* **Texte à lire**:
^^^^^^^^^^^^^^^^
Le Mal incarné. L'innocence imagée.
                  "Hate" : un faux prêtre assassine ceux qui n'entrent 
                  pas dans les canons de la Sainte Bible. Et les veuves.
                  "Love" : deux jeunes enfants emportés tant 
                  bien que mal dans le tourbillon d'une vie agitée par 
                  la grande pauvreté et tout ce qu'elle engendre.
                  Il fallait oser ce grand écart cinématographique 
                  dans les années 50, il fallait entreprendre ce genre 
                  (le thriller, mais pas n'importe quelle thriller...), il fallait 
                  envisager cette thématique religieuse, il fallait produire 
                  ce film au style sans commune mesure. On imagine à quel 
                  point ce devait être une oeuvre dure pour l'époque 
                  (pas sortie aux USA ?), le piège se refermant violemment 
                  sur deux pauvres enfants, ne les épargnant jamais, l'homme 
                  de Dieu incarnant le Mal à l'état pur dans une 
                  société profondément religieuse. C'est 
                  également une réflexion sur le pouvoir malfaisant 
                  de l'argent, la pauvreté dans un contexte historique 
                  difficile. La lutte éternelle du Mal contre le Bien ou 
                  quand l'expression "La beauté du Diable" n'a 
                  jamais été aussi bien interprétée.
^^^^^^^^^^^^^^^^
* **Entrées de données**:
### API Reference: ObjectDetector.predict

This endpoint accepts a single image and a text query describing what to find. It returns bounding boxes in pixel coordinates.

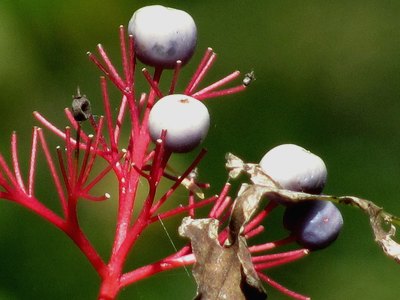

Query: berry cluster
[260,144,343,250]
[0,5,368,300]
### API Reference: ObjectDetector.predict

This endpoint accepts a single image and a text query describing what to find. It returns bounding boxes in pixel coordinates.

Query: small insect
[72,86,92,122]
[242,70,256,86]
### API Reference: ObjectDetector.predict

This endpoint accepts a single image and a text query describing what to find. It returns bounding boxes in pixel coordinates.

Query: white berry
[149,94,210,152]
[260,144,327,194]
[128,5,197,69]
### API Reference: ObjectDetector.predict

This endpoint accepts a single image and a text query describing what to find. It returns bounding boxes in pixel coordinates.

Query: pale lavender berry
[260,144,327,194]
[128,5,197,69]
[149,94,210,153]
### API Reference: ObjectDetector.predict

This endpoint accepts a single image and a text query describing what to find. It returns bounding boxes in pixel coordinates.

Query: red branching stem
[251,249,310,263]
[83,152,124,193]
[215,196,232,219]
[189,53,217,95]
[28,127,38,196]
[150,149,207,215]
[110,68,162,258]
[249,236,295,253]
[244,201,278,233]
[119,25,132,89]
[140,68,163,130]
[150,196,218,223]
[97,44,125,93]
[114,96,128,146]
[0,154,18,188]
[165,244,192,259]
[192,71,240,98]
[65,127,75,185]
[64,108,89,143]
[77,134,96,188]
[196,84,246,100]
[120,254,196,288]
[57,147,71,192]
[82,116,104,184]
[150,137,172,189]
[16,196,66,231]
[245,225,265,239]
[254,249,309,271]
[258,272,311,300]
[183,48,213,95]
[11,131,26,193]
[128,35,136,87]
[100,76,118,152]
[142,68,163,99]
[37,128,68,216]
[86,51,110,77]
[64,223,107,277]
[168,60,182,95]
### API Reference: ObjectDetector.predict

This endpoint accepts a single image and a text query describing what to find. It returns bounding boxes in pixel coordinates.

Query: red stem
[11,131,26,193]
[37,128,68,216]
[258,272,311,300]
[100,76,118,152]
[196,84,246,100]
[168,60,182,95]
[183,48,213,95]
[192,71,240,98]
[120,254,196,288]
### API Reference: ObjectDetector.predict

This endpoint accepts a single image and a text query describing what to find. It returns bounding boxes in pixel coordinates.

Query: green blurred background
[0,0,400,300]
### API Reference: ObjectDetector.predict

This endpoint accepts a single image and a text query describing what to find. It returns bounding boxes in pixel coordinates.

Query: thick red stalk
[258,273,311,300]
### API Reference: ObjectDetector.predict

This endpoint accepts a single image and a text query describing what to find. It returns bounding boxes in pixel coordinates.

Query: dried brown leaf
[226,154,400,263]
[179,217,266,300]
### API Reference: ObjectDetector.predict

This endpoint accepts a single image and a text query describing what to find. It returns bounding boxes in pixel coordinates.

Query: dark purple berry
[283,201,343,250]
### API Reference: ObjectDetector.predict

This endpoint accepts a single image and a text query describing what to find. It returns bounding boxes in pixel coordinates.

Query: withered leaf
[179,217,267,300]
[226,153,400,263]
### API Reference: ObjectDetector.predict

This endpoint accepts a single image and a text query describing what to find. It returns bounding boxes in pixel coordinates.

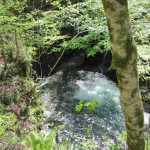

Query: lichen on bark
[102,0,145,150]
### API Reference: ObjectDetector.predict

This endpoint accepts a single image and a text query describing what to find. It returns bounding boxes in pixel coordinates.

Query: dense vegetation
[0,0,150,149]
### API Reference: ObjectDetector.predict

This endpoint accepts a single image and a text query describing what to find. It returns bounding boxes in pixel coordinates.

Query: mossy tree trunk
[102,0,145,150]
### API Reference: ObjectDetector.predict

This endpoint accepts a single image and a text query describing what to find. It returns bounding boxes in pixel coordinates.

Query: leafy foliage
[75,99,99,112]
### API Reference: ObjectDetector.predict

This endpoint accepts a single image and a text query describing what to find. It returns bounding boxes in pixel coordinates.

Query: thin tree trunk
[102,0,145,150]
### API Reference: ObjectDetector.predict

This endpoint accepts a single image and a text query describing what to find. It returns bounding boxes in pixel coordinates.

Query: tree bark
[102,0,145,150]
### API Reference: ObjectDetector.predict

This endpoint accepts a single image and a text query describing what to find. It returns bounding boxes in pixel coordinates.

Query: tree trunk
[102,0,145,150]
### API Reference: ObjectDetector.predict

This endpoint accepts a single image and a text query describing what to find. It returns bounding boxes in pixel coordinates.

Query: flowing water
[39,70,148,150]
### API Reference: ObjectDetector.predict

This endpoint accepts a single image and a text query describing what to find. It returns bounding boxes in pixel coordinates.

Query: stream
[39,69,150,150]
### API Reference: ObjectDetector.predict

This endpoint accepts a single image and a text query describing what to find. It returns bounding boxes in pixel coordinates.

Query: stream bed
[39,70,149,150]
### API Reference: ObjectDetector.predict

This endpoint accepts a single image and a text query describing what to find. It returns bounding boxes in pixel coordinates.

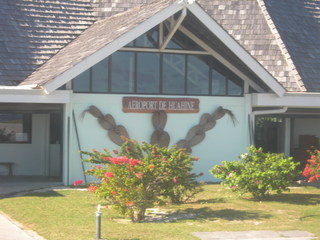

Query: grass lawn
[0,184,320,240]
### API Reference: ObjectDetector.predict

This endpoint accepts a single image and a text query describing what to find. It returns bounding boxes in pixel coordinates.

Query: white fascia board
[188,4,286,96]
[252,93,320,108]
[43,3,183,94]
[0,89,72,104]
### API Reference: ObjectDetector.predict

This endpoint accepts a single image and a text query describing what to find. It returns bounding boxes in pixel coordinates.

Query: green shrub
[210,146,299,198]
[82,139,200,221]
^^^^^^^^^^^^^^^^
* **Consignes**:
A. Renvoie à l'identique les lignes de données, depuis leur tout début jusqu'à la ligne qui contient «[149,94,210,153]», celle-ci comprise. Laisse les images de côté.
B. Prolonge la critique de film à partir de l'endroit où elle s'arrête.
La critique de film et les lignes de données n'ont aucun rapport entre elles.

* **Réponses par consigne**:
A.
### API Reference: ObjectDetector.predict

This endpoint accepts a single image and a text query describing what to find. It returns bounding boxes in pixel coordinates.


Query: berry cluster
[260,144,343,250]
[0,5,368,300]
### API Reference: ObjectDetector.predict

This endpoint accepts a single image and a text query describing what to find. It returns bounding boxes in pixel coordinates.

Query: small insect
[72,86,92,122]
[242,70,256,86]
### API Reference: ObjectDetector.predict

This endpoint accepts a single image and a text query describing what to find. It returns bounding boxes in pixel coordinates.

Query: white berry
[149,94,210,152]
[260,144,327,194]
[128,5,197,69]
### API Reference: ObjectDetector.predict

This endpoint accepts a single image and a text query describing what to find. It returns bounding boxes in pixel coordinates.

Query: pale lavender berry
[260,144,327,194]
[128,5,197,69]
[149,94,210,153]

B.
                  Mais développons un peu.
                  Ce qui surprend de prime abord dans ce film c'est que l'histoire 
                  n'est absolument pas racontée de manière classique, 
                  linéaire, et on ne sait encore trop qui en sera le héros. 
                  Il y a ensuite, et constamment, un parfum de souffre qui souffle 
                  sur le scénario : depuis la description de ces mauvaises 
                  gens (le père -excusable-, le pasteur) jusqu'au coeur 
                  de ces histoires de foi excessive. Il y a également une 
                  multiplication des personnages (le véritable héros 
                  s'avèrera être un enfant) et surtout des points 
                  de vue ; les enfants sont ici les détenteurs d'une vérité 
                  trop lourde pour leurs fragiles épaules, les adultes 
                  restant aveuglés par le costume de ce bonimenteur hypocrite, 
                  pervers et dangereux. 
                  Vous le comprendrez aisément : La nuit du chasseur 
                   est un film d'une immense richesse, au scénario 
                  quasi métaphorique et possédant divers niveaux 
                  de lecture dont le plus moderne pourrait très bien s'apparenter 
                  à une réflexion sur l'extrémisme religieux 
                  : le personnage principal n'est qu'un usurpateur, paré 
                  d'une solide coquille pseudo-religieuse dont il se sert pour 
                  commettre le pire (le meurtre, l'enrichissement par tous les 
                  moyens...etc) ; contrebalancé bien évidemment 
                  par la vieille dame de la fin qui devient la représentation, 
                  l'essence même de la religion (donner son temps aux orphelins, 
                  protéger les pauvres et les innocents,...etc).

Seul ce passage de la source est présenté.